__Problem requirements__
The response must hold only the lines from the line containing "Query: hiking group" through the end of the listing, exactly as written.

__Dataset__
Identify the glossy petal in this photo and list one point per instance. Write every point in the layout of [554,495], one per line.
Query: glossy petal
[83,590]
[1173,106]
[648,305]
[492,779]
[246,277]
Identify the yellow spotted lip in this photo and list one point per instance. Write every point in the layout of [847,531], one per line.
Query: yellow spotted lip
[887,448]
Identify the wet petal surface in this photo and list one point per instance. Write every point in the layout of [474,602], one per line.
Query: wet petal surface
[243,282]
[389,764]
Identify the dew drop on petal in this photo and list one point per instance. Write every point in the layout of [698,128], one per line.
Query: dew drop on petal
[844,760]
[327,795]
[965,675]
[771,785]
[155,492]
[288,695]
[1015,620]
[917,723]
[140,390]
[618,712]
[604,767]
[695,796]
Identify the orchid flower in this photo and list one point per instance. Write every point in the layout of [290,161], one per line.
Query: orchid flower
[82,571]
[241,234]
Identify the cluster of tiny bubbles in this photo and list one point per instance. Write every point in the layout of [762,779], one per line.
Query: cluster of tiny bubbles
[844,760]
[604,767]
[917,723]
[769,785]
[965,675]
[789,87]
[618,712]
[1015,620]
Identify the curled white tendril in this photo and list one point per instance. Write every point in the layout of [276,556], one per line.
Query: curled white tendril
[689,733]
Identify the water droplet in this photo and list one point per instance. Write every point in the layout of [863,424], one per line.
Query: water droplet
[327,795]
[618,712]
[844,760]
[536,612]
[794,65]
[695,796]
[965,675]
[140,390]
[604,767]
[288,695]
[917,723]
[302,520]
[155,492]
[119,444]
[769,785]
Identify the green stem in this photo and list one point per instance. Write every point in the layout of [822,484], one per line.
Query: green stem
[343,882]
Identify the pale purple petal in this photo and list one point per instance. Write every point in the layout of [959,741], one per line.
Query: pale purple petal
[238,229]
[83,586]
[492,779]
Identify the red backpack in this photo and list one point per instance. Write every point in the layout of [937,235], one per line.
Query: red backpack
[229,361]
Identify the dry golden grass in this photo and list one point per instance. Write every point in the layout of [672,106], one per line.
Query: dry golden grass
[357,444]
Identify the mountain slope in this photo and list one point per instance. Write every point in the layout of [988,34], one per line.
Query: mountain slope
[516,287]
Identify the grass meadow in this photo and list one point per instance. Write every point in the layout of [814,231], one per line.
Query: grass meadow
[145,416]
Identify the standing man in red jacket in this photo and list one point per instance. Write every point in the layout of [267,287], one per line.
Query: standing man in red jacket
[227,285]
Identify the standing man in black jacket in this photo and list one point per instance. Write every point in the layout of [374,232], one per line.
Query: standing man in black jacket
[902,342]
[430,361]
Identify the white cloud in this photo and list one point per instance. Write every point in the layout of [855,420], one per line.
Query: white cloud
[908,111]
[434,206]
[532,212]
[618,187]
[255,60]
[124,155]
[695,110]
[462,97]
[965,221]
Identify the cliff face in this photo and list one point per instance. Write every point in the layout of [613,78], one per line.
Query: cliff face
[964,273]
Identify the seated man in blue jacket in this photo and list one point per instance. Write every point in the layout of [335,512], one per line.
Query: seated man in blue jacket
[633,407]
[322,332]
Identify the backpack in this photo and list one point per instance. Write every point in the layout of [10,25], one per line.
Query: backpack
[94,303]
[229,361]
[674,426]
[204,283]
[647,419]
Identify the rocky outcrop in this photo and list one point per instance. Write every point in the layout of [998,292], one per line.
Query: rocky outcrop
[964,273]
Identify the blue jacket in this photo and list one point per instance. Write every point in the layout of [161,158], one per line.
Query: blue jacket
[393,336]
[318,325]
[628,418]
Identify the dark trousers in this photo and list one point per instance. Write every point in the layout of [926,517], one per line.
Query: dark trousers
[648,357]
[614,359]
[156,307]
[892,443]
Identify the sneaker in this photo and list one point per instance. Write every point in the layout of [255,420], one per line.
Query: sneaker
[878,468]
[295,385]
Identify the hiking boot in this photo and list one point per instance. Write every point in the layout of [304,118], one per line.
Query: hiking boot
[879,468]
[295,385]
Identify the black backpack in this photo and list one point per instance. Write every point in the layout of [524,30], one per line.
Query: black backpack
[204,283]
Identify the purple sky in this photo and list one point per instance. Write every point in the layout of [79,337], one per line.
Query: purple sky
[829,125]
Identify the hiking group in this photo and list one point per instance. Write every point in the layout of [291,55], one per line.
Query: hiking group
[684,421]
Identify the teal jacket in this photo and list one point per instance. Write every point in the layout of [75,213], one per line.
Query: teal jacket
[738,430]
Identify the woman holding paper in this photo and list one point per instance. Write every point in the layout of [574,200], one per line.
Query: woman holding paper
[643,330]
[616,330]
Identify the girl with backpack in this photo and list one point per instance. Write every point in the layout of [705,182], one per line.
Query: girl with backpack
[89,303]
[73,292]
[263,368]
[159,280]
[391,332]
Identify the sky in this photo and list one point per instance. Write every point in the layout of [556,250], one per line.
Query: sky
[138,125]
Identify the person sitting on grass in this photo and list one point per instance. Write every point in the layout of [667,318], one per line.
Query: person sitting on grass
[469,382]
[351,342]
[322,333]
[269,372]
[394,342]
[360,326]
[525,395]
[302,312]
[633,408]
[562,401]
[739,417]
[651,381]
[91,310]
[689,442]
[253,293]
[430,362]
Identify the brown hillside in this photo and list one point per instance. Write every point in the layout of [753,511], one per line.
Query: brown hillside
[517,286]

__Your response__
Query: hiking group
[684,421]
Identify the teal jacket in this photo and list one point per instance. Write every point in the layout of [75,213], one per line.
Query: teal jacket
[738,430]
Identify the woman holding paper in this photo and list one point per instance. Write every point in the layout of [574,200], one per line.
Query: woman holding paper
[643,330]
[616,330]
Identify the girl with backpack in this photo and list one point per instance. Write every point in the layout of [705,182], one per line.
Query: girl with backpack
[89,303]
[73,292]
[263,368]
[159,280]
[391,332]
Identify the sky in this photo and list one point per instance. Write every point in the layout of [556,250], one per line.
Query: sky
[138,125]
Identify the person sitting on grass in this photo and list one point per instance. Write every point in the layout of [667,318], one per line.
Query: person sitting on grass
[469,382]
[351,342]
[322,333]
[269,372]
[394,342]
[360,326]
[525,395]
[302,312]
[633,408]
[562,401]
[739,417]
[651,381]
[91,310]
[689,442]
[253,293]
[430,362]
Identify the brown hillside in this photo and list one point per instance. Write every point in the layout of [753,511], one per line.
Query: brown hillside
[517,286]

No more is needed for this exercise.